*SUPPLIED PASSAGE*.

Buyers are snapping up homes faster than they can be listed for sale, as the U.S. housing market continues to resist the pandemic’s economic undertow.
Marking the fifth straight month of growth in the housing market, sales of existing homes rose to a seasonally-adjusted annual rate of 6.85 million in October, a 4.3% increase over September and a 27% increase from October 2019, the National Association of Realtors reported Thursday. At that pace, unsold housing inventory would be depleted in just 2.5 months—the shortest timespan in the more than 20 years the NAR has been keeping track.
- Home sales in October rose for the fifth straight month, despite the pandemic economy.
- If sales continued at their current pace, every house on the market would be sold in just two and a half months, the shortest timespan ever recorded by the National Association of Realtors.
- Ultra-low mortgage rates are fueling demand. The average 30-year fixed mortgage dropped to a new record low of 2.72% this week.
- People are buying houses to cope with remote work and school, but low housing supply and rising prices may stifle growth, economists say.
Inventories of existing homes are being depleted to record lows as buyers take advantage of unprecedented interest rates to get bigger or second homes. Buyers are looking for more space inside and out as homes become remote offices, schools, and gyms in the COVID-19 pandemic. Home builders are scrambling to keep up, breaking ground on more single-family homes in October than at any point in the past 13 years, despite colder weather, government data released Wednesday showed.
“The COVID-induced race for space continues,” economists at Wells Fargo Securities wrote in a commentary.
Mortgage rates continue to set new record lows, and on Thursday, Freddie Mac said the fixed rate for a 30-year mortgage now averages just 2.72%—the lowest in the 49 years the company has been tracking it. As basic economics would dictate, increasing demand and decreasing supply continue to drive up prices: The median price for a single-family home rose to $317,700, less than 1% higher than in September but up 16% from October 2019.

*Saved data entries*.

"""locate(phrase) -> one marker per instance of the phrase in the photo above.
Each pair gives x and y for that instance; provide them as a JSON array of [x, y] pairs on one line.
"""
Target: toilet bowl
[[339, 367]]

*PROBLEM 1*. According to the housing market report, why is the median price of a single-family home rising?
*PROBLEM 2*.
Answer these from the housing market report:
(a) What seasonally-adjusted annual rate did existing-home sales reach in October?
(b) What does Freddie Mac say the fixed rate for a 30-year mortgage now averages?
(c) How many years back does the count of single-family homes started by builders in October set a high?

*RESPONSE BOX 1*. Demand is increasing while supply is decreasing, and that combination keeps pushing prices up. The median price reached $317,700, up 16% from October 2019.

*RESPONSE BOX 2*.
(a) 6.85 million
(b) 2.72%
(c) 13 years